[Region annotation entries]
_ _ _
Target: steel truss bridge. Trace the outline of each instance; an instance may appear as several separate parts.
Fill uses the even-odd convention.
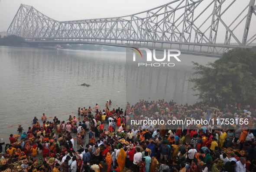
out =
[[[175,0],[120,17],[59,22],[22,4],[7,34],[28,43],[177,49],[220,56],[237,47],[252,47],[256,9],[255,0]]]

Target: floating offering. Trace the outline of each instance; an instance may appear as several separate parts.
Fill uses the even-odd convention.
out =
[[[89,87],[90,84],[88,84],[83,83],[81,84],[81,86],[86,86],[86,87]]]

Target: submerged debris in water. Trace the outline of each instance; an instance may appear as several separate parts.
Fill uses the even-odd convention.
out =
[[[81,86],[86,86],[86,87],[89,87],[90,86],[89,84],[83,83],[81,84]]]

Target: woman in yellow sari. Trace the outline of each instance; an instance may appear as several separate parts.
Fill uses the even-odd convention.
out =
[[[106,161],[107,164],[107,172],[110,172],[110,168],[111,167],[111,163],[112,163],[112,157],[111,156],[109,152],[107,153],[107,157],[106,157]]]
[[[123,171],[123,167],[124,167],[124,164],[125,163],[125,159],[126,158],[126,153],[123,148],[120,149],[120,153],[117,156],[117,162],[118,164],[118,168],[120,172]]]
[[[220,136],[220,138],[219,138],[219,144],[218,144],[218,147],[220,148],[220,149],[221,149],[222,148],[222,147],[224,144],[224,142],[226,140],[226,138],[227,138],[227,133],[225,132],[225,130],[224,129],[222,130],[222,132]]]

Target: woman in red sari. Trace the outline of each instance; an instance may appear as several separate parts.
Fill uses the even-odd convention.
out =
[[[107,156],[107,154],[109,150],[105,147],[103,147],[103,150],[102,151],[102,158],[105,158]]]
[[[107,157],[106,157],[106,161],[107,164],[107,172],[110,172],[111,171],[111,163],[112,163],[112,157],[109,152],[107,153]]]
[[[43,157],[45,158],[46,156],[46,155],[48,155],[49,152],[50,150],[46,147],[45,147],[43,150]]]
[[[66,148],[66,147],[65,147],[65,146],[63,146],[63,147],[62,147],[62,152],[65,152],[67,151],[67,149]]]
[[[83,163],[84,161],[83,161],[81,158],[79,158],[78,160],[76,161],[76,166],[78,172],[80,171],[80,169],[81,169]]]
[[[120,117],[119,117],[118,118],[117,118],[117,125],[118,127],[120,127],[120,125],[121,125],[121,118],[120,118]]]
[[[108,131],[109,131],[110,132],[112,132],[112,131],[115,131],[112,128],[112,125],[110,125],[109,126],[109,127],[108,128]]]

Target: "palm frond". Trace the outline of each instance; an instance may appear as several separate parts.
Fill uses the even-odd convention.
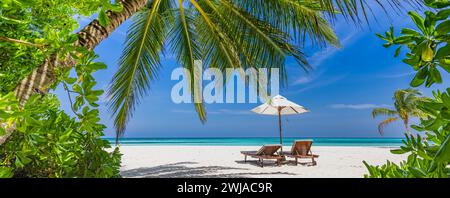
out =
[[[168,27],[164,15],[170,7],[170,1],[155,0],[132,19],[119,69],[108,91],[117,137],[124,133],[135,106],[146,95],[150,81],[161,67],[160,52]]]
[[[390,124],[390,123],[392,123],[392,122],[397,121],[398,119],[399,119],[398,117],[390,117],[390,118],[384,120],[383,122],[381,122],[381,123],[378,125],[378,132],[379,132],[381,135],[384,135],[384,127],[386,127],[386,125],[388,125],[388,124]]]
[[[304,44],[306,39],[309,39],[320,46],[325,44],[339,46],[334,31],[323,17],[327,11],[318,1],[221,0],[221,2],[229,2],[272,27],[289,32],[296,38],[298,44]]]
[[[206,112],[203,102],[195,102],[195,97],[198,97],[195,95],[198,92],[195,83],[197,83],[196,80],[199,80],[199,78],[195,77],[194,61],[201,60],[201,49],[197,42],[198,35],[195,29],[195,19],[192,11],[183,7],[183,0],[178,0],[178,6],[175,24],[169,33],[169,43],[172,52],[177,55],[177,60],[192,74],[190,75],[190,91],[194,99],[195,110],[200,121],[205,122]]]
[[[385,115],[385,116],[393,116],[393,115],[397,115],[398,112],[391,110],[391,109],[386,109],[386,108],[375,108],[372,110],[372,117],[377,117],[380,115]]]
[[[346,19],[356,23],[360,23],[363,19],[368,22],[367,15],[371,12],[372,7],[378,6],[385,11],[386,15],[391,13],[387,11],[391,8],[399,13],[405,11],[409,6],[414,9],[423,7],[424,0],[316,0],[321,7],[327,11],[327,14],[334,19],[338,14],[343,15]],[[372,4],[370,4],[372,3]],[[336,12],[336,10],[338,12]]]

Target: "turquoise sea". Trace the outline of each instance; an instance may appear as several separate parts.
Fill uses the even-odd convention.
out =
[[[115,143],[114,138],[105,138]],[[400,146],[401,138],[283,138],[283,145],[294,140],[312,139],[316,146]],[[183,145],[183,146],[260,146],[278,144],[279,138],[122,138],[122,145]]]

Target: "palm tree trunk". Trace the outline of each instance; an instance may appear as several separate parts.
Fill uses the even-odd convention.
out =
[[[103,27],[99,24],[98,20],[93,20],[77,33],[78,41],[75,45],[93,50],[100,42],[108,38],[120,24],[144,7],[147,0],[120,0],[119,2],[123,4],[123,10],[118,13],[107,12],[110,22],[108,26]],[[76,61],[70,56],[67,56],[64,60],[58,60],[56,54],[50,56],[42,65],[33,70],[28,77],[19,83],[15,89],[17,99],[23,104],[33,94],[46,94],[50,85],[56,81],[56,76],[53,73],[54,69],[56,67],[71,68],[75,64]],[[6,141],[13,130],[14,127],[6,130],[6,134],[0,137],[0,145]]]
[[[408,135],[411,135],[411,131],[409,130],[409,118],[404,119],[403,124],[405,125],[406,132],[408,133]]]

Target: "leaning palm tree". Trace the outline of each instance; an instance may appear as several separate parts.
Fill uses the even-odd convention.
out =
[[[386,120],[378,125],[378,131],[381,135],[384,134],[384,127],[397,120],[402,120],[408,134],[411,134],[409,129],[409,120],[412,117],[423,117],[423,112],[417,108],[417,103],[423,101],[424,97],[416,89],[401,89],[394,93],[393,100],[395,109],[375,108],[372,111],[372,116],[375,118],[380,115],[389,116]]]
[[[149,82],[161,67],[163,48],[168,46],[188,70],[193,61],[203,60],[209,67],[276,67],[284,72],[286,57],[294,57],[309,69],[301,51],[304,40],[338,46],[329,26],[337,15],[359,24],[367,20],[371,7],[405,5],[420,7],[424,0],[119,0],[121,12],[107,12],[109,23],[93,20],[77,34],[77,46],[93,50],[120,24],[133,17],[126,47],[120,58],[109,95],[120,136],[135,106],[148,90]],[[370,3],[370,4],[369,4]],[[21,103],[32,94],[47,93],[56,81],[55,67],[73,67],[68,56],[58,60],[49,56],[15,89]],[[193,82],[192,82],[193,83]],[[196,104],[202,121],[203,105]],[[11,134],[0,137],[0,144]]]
_ _ _
● EXERCISE TASK
How many lines in the data above contain the string "sari", with case counting? Reply with the number only.

● TASK ANSWER
2